Coordinate labeling data
.....
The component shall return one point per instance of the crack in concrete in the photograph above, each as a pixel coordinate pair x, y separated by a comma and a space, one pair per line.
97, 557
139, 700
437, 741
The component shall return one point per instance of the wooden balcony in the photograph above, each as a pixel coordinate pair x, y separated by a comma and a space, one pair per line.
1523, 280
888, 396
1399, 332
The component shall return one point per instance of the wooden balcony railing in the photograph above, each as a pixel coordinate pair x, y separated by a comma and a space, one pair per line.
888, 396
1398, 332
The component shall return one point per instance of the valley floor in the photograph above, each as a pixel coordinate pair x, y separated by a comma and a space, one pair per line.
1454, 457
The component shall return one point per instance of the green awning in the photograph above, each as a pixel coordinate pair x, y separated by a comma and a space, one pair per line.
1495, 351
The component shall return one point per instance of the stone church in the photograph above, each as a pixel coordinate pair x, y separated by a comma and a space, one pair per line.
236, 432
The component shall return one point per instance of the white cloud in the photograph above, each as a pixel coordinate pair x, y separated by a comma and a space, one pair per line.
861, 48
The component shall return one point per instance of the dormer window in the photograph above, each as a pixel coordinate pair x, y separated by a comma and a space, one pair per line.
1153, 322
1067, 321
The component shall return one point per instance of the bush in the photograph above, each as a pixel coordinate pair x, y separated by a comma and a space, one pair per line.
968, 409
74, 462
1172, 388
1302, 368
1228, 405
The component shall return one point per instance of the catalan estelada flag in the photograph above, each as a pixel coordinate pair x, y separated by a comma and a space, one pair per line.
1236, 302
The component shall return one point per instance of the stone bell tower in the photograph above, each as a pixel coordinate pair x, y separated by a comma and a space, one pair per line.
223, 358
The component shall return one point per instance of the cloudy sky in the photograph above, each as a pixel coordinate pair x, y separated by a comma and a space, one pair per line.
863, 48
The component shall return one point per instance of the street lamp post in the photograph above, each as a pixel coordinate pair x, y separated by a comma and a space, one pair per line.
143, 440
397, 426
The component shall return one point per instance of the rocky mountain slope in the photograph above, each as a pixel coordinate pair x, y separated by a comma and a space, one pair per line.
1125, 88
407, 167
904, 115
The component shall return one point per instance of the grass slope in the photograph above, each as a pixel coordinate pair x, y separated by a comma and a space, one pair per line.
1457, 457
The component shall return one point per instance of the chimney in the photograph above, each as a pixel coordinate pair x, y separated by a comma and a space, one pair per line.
.....
■ Aim ■
Output as a JSON list of strings, one string per line, the data from the line with "The component shall return one point per instance of the street" through the end of the data, both ends included. Leave out blank lines.

■ Response ■
[
  "The component shall return one point per instance of the street lamp post in the photograph above, each as a pixel coordinate pair x, y separated by a comma and a space, one pair per line.",
  "143, 440",
  "397, 426",
  "The component shall return one point per instance of the rocky mountain slope in the photograph above, each as a pixel coordinate pair x, y separated by a comma and a space, one pair per line.",
  "1125, 88",
  "407, 167",
  "904, 115",
  "The component shall return one point per instance of the grass slope in the photograph above, each as a pixel coordinate pair x, y separated by a comma and a space, one pair per line.",
  "1457, 457",
  "The component shall return one point per instance of the chimney in the photograph above, each as a pixel coordinate pair x, y separated by a comma and a space, one pair per line."
]